▶ _Goal of the exercise_
Before copying, set the images aside; then transcribe every entry below exactly.
** Opening Exercise materials block **
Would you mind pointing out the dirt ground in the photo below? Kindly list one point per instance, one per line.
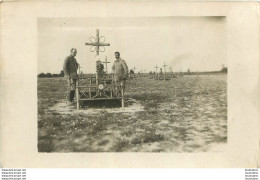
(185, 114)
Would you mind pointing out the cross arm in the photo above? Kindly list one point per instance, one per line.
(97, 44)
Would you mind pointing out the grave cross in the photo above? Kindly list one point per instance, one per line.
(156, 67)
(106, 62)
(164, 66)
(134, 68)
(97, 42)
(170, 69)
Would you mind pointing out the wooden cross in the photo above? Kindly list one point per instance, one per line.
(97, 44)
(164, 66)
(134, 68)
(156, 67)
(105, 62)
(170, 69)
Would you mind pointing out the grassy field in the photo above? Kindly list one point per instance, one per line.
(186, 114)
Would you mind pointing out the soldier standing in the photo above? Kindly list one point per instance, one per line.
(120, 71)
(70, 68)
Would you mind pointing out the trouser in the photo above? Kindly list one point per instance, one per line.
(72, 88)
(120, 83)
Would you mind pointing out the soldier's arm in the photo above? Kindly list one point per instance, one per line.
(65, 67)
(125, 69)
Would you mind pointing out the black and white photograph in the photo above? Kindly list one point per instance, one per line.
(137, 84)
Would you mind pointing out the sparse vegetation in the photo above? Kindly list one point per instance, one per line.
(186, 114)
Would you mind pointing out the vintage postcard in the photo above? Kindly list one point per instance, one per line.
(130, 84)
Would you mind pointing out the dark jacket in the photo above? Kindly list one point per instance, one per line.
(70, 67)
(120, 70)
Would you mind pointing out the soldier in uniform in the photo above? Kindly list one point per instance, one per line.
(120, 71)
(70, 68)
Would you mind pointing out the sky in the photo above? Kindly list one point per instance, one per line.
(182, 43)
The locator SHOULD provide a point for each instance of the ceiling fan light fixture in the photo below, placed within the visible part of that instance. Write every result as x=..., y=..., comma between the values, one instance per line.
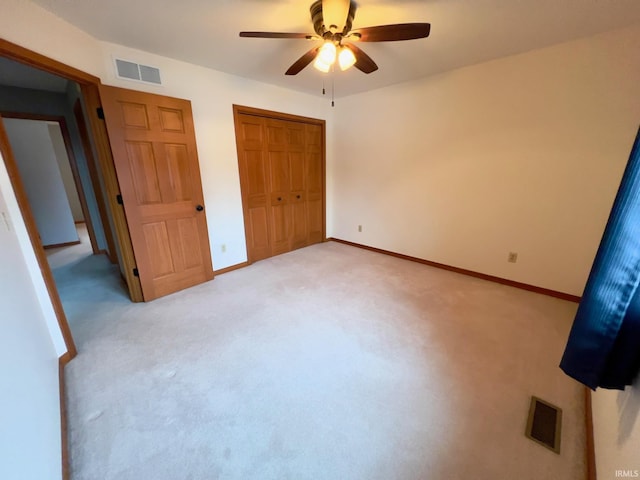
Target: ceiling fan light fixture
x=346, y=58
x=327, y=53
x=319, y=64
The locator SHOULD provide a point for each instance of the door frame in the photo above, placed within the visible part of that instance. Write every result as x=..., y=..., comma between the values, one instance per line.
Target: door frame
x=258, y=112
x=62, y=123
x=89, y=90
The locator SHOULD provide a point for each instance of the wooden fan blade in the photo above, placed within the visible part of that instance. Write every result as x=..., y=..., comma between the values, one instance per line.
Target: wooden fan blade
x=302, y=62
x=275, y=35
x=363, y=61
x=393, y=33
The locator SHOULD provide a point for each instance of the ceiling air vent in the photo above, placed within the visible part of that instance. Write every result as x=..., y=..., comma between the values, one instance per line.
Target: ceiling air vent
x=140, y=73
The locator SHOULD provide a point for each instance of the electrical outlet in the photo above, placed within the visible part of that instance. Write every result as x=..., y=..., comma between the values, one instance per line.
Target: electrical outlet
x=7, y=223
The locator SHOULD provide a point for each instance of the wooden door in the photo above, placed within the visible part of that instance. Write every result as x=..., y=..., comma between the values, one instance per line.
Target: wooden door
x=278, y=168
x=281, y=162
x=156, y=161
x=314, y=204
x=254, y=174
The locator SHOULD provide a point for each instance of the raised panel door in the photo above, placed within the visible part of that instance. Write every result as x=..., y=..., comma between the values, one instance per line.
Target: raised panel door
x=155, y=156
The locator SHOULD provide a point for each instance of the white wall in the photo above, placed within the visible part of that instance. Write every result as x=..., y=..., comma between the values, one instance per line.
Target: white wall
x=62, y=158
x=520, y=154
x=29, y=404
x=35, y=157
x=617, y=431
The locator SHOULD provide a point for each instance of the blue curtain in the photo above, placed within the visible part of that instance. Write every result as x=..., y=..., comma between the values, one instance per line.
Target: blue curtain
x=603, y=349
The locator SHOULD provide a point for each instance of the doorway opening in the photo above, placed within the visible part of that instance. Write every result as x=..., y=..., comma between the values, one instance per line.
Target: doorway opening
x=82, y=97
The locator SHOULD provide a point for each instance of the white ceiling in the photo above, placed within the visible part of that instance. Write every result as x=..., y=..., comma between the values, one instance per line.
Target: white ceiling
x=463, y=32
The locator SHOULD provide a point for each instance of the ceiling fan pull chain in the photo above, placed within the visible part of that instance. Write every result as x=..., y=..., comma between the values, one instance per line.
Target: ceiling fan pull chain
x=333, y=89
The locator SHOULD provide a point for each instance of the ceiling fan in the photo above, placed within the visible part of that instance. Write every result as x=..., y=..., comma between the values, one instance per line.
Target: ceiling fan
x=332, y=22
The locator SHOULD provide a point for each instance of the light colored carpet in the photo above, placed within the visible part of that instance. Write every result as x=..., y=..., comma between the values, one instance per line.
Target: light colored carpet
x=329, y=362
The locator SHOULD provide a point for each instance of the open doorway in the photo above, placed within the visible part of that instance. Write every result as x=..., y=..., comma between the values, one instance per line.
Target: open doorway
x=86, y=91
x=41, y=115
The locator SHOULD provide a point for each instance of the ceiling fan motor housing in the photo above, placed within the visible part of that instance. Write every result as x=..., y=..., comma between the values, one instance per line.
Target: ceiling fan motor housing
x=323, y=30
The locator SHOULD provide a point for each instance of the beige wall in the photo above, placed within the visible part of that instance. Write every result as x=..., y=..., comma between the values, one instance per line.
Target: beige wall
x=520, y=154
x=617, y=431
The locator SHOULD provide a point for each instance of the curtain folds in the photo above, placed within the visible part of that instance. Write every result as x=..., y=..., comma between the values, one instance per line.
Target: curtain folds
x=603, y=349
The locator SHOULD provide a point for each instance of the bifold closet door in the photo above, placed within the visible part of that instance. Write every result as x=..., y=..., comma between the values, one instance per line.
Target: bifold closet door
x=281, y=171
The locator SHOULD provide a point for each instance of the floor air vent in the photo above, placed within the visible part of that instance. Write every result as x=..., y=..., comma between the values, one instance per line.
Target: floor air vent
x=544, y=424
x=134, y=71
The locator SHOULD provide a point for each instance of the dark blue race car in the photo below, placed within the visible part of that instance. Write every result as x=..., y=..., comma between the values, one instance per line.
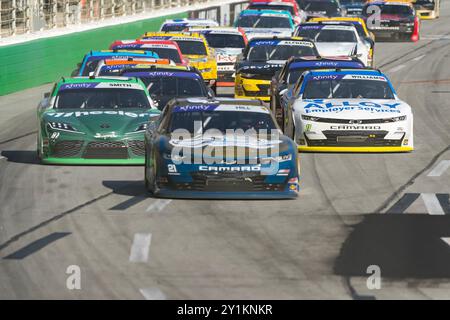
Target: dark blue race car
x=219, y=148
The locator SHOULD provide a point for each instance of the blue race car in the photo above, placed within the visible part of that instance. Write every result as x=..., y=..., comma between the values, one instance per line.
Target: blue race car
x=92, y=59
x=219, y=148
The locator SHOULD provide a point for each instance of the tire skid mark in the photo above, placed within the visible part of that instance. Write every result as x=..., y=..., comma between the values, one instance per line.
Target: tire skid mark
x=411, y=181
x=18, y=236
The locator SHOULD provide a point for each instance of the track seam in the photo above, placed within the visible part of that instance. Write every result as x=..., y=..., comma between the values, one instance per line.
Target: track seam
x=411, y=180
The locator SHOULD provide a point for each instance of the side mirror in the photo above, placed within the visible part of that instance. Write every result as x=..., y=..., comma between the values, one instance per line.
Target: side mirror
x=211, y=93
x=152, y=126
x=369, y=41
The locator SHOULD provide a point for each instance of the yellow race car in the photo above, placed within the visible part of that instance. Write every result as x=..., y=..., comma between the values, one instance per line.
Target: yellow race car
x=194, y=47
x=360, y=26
** Closing Exercise materials block **
▶ _Task result_
Would you mind pointing out the dirt ground in the photo below? Kindly list one point per instance, one per line.
(185, 114)
Would you mind pointing out the cross arm in the photo above? Kindly list one point per instance, one per line.
(97, 44)
Would you mind pointing out the grave cross in the photo above? Kindly list one point per instance, one per line.
(156, 67)
(106, 62)
(164, 66)
(134, 68)
(97, 42)
(170, 69)
Would you mind pointing out the wooden cross in the photo above? Kindly list one point per instance, one per line.
(97, 44)
(164, 66)
(134, 68)
(156, 67)
(105, 62)
(170, 69)
Would you mind pointing out the grassy field in the photo above? Kindly list one point per instance, one per line.
(186, 114)
Would you mind pointing out the soldier standing in the photo above? Kindly list one point per instance, one per line.
(120, 71)
(70, 68)
Would you mind pointing out the trouser in the photo above? Kindly list one point per instance, one per line.
(72, 88)
(120, 83)
Would you mind pointing out the soldier's arm in the photo above? Kindly list one point per instance, one per line.
(65, 67)
(125, 69)
Would you mind pointing out the black and white photograph in the photo above? Kindly list one point per instance, one per line.
(137, 84)
Would you mind pointing out the sparse vegetation in the photo above? Kindly list one point per instance, one per line.
(186, 114)
Would you mind pointing out the vintage postcard in the photo above? Kindly list one point per instance, one per line.
(130, 84)
Would you mind pointing out the dark jacket in the photo above? Kindly list one point per instance, one per line.
(70, 67)
(120, 70)
Would you mind pointing out the soldier in uniform in the photo above? Kindly list one point per instance, one per line.
(120, 71)
(70, 68)
Would you mind pointing out the sky in the photo above? Kindly list one point per instance, one per line.
(182, 43)
The locator SHOULD provide a point for each instance of the ceiling fan light fixture in the photo below, placed within the visible part of that instance. Write every result as x=..., y=..., comma between the values, one instance per line.
Target: ceiling fan light fixture
x=346, y=58
x=327, y=53
x=319, y=64
The locator SHOULD provide a point for each instance of the door frame in the photo above, placed within the visible part of that instance. Write every result as x=..., y=..., comma between the values, one instance per line.
Target: door frame
x=258, y=112
x=62, y=123
x=89, y=90
The locator SHOULD provide a point for each instance of the wooden fan blade in the photo above, placed within the visible part of that instance. Write every result as x=..., y=..., comma between the values, one instance per line.
Target: wooden fan blade
x=302, y=62
x=275, y=35
x=363, y=61
x=393, y=33
The locator SHOULD provide a point for each instance of the ceiling air vent in the photo above, placed within the visible part of that instance. Write every result as x=..., y=..., comma between the values, one instance per line.
Target: ceiling air vent
x=140, y=73
The locator SHOULD provide a point for each instance of the electrical outlet in the photo above, placed within the visible part of that instance. Write every result as x=..., y=..., comma between the values, one instance per line.
Target: electrical outlet
x=7, y=223
The locator SHOULD provide a point for each instance of the wooden door in the photo above, placed within the visible part of that instance. Write every result as x=..., y=..., comma between the values, one instance per line.
Target: wooden door
x=278, y=168
x=281, y=162
x=156, y=161
x=314, y=204
x=254, y=174
The locator SHOULD provide a point for each instance of the raised panel door in the photo above, placed within the visible part of that instance. Write every result as x=..., y=..., comma between the values, one instance per line.
Target: raised panel door
x=155, y=156
The locator SHOULD provide a point for each instance of the white wall in the photo above, placed within the visible part of that instance. Write every result as x=..., y=..., comma between the values, one instance per line.
Target: white wall
x=62, y=158
x=520, y=154
x=29, y=404
x=35, y=157
x=617, y=431
The locator SHOULD provide a point for each instance of the blue curtain in the photo above, placed within the visible part of that instance. Write every result as x=..., y=..., comma between the values, one instance per line.
Target: blue curtain
x=603, y=349
The locator SHOULD provide a point for each instance of the doorway opening in the photo above, placed within the visible part of that instance. Write every result as x=..., y=..., comma between the values, one instance per line.
Target: doorway opening
x=82, y=97
The locator SHOULD provide a point for each instance of the white ceiling in the photo above, placed within the visible part of that instance. Write every result as x=..., y=..., comma between the values, one instance per line.
Target: white ceiling
x=463, y=32
The locator SHOULD provide a point for each instance of the ceiling fan pull chain in the photo above, placed within the visible part of that instance. Write every result as x=..., y=..., comma between the values, one instance per line.
Target: ceiling fan pull chain
x=333, y=89
The locator SHOULD provide a point for each instance of the ceiling fan in the photo above, placed within the visible part of that instance. Write every result as x=..., y=..., comma between the values, one instance per line.
Target: ceiling fan
x=332, y=22
The locator SHOULD provide a point for each instance of the light colored carpet in the photo above, placed within the visible part of that instance. Write every result as x=..., y=..., comma between the values, one instance per line.
Target: light colored carpet
x=329, y=362
The locator SHOULD provide a point for each instance of the open doorway in the photo above, placed within the visible part of that instance. Write every result as x=..., y=..., comma between the values, one instance per line.
Target: open doorway
x=86, y=91
x=41, y=115
The locator SHOULD provide a point for each instance of the ceiling fan motor housing in the photo above, placed within the visible part of that instance. Write every result as x=..., y=..., comma between the values, one instance per line.
Target: ceiling fan motor housing
x=323, y=30
The locator SHOULD provide a point for each instance of the beige wall in the photo above, placed within the visible part of that instance. Write every result as x=..., y=..., comma between the values, one instance per line.
Target: beige wall
x=520, y=154
x=617, y=431
The locator SHOULD provide a point for each instance of the curtain folds in the photo above, placed within the visible part of that instance. Write every result as x=..., y=..., comma between the values, one instance per line.
Target: curtain folds
x=603, y=349
The locator SHOULD provide a point for each instance of the bifold closet door in the photo above, placed within the visible part of that instance. Write every result as x=..., y=..., comma between the values, one instance per line.
Target: bifold closet door
x=281, y=171
The locator SHOULD provide a point for each instance of the floor air vent in the photo above, placed within the visible part of that instance. Write every result as x=..., y=..., comma between the values, one instance per line.
Target: floor air vent
x=544, y=424
x=134, y=71
The locator SHOULD provide a point for each instance of the dark blue race car in the photo below, placed within the visible part of that instance. Write every result as x=..., y=..., comma between the values, one instance per line.
Target: dark blue race car
x=219, y=148
The locator SHOULD provide a point for each instance of the blue race car in the photo above, placed within the visible part of that instance. Write every result as x=..., y=..., comma between the values, one instance per line.
Target: blue race car
x=92, y=59
x=219, y=148
The locator SHOULD provide a point for each instance of the tire skid mark in the photo above, placed within the visible part of that instance. Write every result as x=..., y=..., comma between the values, one instance per line.
Target: tire skid mark
x=411, y=181
x=18, y=236
The locator SHOULD provide a point for each instance of the track seam in the photo above, placed within the visible part of that instance. Write every result as x=..., y=..., comma between the values, one instance per line.
Target: track seam
x=411, y=180
The locator SHOULD provide a point for each instance of the side mirror in the photo above, placed within the visible part of that instance. Write every result as x=..., y=..., comma between the values, one instance per line.
Target: side mirror
x=211, y=93
x=152, y=126
x=369, y=41
The locator SHOULD provide a point for each instance of the yellow race car in the photo above, placed within the visible part of that instance. Write every result as x=..., y=..., comma between the values, one instance per line.
Target: yellow race car
x=194, y=47
x=360, y=26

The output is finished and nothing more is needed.